__Objectif de la tâche__
Mets en CSV à deux colonnes, texte et reponse, les enregistrements situés entre la ligne contenant "of the side" et celle contenant "[(429, 371)]", ces deux lignes comprises. Prévois une ligne par enregistrement, avec chaque champ entre guillemets et les retours à la ligne remplacés par des espaces.
****************
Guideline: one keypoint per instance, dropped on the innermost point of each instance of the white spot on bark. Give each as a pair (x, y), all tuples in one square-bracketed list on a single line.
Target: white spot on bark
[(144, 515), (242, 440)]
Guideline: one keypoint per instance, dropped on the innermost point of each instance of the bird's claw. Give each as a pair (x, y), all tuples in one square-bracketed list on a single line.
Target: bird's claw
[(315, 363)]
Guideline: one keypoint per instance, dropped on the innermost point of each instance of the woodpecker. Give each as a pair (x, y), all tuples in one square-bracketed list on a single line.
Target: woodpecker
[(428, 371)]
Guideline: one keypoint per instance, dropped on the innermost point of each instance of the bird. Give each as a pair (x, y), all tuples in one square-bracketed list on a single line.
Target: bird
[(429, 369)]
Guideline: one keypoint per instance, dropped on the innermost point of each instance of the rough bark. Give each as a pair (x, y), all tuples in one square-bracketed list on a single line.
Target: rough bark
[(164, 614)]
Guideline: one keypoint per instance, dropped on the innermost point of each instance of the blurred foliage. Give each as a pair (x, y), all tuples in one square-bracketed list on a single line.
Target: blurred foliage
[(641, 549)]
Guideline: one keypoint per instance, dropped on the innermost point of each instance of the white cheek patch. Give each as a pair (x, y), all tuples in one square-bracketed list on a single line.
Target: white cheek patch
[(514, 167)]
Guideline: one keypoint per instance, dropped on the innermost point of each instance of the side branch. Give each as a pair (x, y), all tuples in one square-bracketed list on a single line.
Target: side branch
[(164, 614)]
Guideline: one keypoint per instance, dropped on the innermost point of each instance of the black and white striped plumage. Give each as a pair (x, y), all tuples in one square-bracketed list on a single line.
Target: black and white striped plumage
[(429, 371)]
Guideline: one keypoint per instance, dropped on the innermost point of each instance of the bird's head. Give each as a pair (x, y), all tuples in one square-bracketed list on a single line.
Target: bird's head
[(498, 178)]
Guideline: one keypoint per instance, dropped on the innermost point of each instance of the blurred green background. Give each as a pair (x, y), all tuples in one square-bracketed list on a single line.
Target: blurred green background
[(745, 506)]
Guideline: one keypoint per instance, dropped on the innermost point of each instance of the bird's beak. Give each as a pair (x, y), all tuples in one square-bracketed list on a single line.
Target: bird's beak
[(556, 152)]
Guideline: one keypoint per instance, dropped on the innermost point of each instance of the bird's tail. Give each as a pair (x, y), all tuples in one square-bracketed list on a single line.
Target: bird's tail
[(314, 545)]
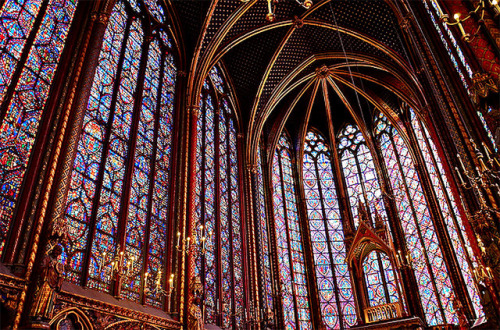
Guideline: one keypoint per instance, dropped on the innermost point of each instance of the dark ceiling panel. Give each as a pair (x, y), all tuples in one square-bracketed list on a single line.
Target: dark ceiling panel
[(247, 62)]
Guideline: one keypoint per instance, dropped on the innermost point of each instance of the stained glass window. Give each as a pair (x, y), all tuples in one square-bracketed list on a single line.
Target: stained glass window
[(25, 82), (359, 171), (448, 35), (449, 209), (217, 206), (327, 236), (126, 134), (291, 265), (432, 275), (263, 237), (380, 279)]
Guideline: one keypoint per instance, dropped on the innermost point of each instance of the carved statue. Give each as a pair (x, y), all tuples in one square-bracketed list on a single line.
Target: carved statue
****************
__Réponse à l'exercice__
texte,reponse
"Guideline: one keypoint per instance, dropped on the innermost point of each instance of the side branch. Give each as a pair (x, y), all tuples in one square-bracketed list on a single line. Target: side branch","[(164, 614)]"
"Guideline: one keypoint per instance, dropped on the innermost point of each instance of the black and white striped plumage. Give each as a pair (x, y), all tuples in one square-bracketed list on a single line. Target: black and white striped plumage","[(429, 371)]"